## Written request A
Reproduce the part of the Father's Day essay from "Some people are" to "hated his guts." word for word.

Father's Day

I spent this last Father’s Day in silent, burning rage at my dad, and it’s taken me three months to sort it out enough to write.

Some people are practically saints, and for some it can be hard to find a single redeeming virtue, but most of us fall somewhere in between.  My dad was smart and witty, friendly and generous.  He took me fishing and taught me to whittle.  He worked very hard to support our family, and we never went without.  I loved him very deeply, and he was respected in our community.

He was also a violent alcoholic, who could put on a calm, jovial face in public, while terrorizing his family behind doors.  He could be in the middle of mercilessly beating one of us, then calmly pick up the ringing phone and answer with a smile in his voice.  I loved him and hated his guts.

For some reason, I was spared most of the violence.  Maybe it was because I was so much younger than the other kids, but he doted on me.  But being spared wasn’t a blessing; it was terrible.  I used to wish he would beat me because I felt tremendously guilty.  It was like being handed a banquet of food in a room full of starving people.  I also became the “dad whisperer” and learned very young how to talk him down and get him to stop beating my mom and siblings.

(Records from a dataset)
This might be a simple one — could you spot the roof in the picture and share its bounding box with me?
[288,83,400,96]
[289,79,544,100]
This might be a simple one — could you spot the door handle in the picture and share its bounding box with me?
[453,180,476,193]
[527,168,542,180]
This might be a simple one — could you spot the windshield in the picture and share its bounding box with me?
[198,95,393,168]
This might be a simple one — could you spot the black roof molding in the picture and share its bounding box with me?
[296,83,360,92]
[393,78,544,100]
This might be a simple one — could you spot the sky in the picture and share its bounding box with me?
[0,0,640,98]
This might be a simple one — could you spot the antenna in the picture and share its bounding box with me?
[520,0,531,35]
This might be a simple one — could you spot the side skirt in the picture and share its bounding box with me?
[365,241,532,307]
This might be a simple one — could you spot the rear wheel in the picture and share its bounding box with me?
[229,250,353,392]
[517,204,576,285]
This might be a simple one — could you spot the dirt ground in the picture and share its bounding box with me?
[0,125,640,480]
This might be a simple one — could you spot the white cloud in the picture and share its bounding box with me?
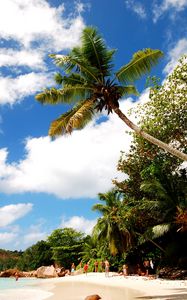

## Written request B
Locate each line of the listing that contains the word "simple" and copy those lines, treating uppercase and lowercase as different.

## Exercise answer A
Some people are practically saints, and for some it can be hard to find a single redeeming virtue, but most of us fall somewhere in between.  My dad was smart and witty, friendly and generous.  He took me fishing and taught me to whittle.  He worked very hard to support our family, and we never went without.  I loved him very deeply, and he was respected in our community.

He was also a violent alcoholic, who could put on a calm, jovial face in public, while terrorizing his family behind doors.  He could be in the middle of mercilessly beating one of us, then calmly pick up the ringing phone and answer with a smile in his voice.  I loved him and hated his guts.

## Exercise answer B
This might be a simple one — could you spot the roof in the picture and share its bounding box with me?
This might be a simple one — could you spot the door handle in the picture and share its bounding box with me?
This might be a simple one — could you spot the windshield in the picture and share its bounding box with me?
This might be a simple one — could you spot the black roof molding in the picture and share its bounding box with me?
This might be a simple one — could you spot the sky in the picture and share its bounding box with me?
This might be a simple one — could you spot the antenna in the picture and share its bounding box with me?
This might be a simple one — could you spot the side skirt in the picture and share its bounding box with me?
This might be a simple one — could you spot the rear wheel in the picture and share its bounding box with me?
This might be a simple one — could you spot the dirt ground in the picture and share its bounding box with me?
This might be a simple one — could you spot the white cloud in the picture and share its bounding box with me?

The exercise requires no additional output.